* EXERCISE OBJECTIVE:
In the aquarium forum thread, how deep is BurgerKing's gravel?

Thanks for the input and i'll post pics.


----------



## alexrex20 (Aug 26, 2005)

BurgerKing said:


> no its just gravel, 3.5" (it'll take forever). I have a cannister filter for the tank. I want to remove all the fish, but they get so stressed out when i do.


they'll get even more stressed out if you leave them in there as you remove all the decor, all the gravel, then add in a bunch of sand and more decor.


----------



## Hoosier Tank (May 8, 2007)

alexrex20 said:


> BurgerKing said:
> 
> 
> > no its just gravel, 3.5" (it'll take forever). I have a cannister filter for the tank. I want to remove all the fish, but they get so stressed out when i do.
> ...


I don't know about that, sometimes chasing them with a net can be pretty stressful, I have had to take breaks and let all involved calm down. :roll:


----------



## alexrex20 (Aug 26, 2005)

* SUPPLIED MATERIAL:
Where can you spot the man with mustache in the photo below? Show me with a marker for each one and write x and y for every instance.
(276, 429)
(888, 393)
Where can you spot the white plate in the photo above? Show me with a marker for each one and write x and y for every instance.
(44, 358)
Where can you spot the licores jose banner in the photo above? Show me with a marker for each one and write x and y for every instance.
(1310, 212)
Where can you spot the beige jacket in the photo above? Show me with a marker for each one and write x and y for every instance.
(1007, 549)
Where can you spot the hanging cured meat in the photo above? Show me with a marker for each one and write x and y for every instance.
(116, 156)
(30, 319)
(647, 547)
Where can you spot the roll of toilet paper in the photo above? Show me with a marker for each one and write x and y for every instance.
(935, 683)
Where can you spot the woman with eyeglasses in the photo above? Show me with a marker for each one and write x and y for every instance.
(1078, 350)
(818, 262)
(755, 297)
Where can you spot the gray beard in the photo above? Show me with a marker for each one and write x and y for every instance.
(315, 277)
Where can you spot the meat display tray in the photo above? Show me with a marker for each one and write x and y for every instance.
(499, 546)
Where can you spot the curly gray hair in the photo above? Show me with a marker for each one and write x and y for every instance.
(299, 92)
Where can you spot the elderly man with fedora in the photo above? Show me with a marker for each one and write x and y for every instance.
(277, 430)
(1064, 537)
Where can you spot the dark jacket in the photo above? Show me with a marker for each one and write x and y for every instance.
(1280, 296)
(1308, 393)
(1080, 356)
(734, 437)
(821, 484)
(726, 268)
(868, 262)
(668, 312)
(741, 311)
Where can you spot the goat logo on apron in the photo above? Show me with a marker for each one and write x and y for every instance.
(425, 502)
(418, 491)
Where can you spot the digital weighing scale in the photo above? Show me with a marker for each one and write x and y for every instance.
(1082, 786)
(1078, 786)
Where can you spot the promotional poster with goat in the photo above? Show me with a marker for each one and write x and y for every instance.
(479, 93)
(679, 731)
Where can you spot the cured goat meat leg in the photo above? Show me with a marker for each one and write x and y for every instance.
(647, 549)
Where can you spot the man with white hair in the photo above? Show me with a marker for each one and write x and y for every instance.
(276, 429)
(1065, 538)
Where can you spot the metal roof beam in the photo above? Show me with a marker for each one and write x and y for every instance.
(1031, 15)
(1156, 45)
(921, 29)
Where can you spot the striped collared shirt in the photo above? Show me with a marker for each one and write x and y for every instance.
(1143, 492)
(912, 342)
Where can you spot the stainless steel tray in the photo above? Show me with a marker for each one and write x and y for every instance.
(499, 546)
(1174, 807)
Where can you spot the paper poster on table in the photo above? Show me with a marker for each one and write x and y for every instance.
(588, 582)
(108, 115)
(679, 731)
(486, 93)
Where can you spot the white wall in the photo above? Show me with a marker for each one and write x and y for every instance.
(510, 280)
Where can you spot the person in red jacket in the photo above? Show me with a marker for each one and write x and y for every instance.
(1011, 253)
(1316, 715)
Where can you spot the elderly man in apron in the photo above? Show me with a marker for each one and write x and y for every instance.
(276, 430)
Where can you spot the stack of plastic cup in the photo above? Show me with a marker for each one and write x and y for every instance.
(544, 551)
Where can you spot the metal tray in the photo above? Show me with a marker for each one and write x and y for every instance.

* RIGHT ANSWER:
3.5 inches.